## [PROBLEM REQUIREMENTS]
Reproduce the data below line for line, without any alteration.

Point annotation records:
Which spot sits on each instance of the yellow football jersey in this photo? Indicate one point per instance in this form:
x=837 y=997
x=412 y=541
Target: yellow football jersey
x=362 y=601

## [CORRECT OUTPUT]
Which spot sits on each instance of the yellow football jersey in this photo? Indicate one point per instance in this form:
x=837 y=997
x=412 y=541
Target: yellow football jersey
x=362 y=601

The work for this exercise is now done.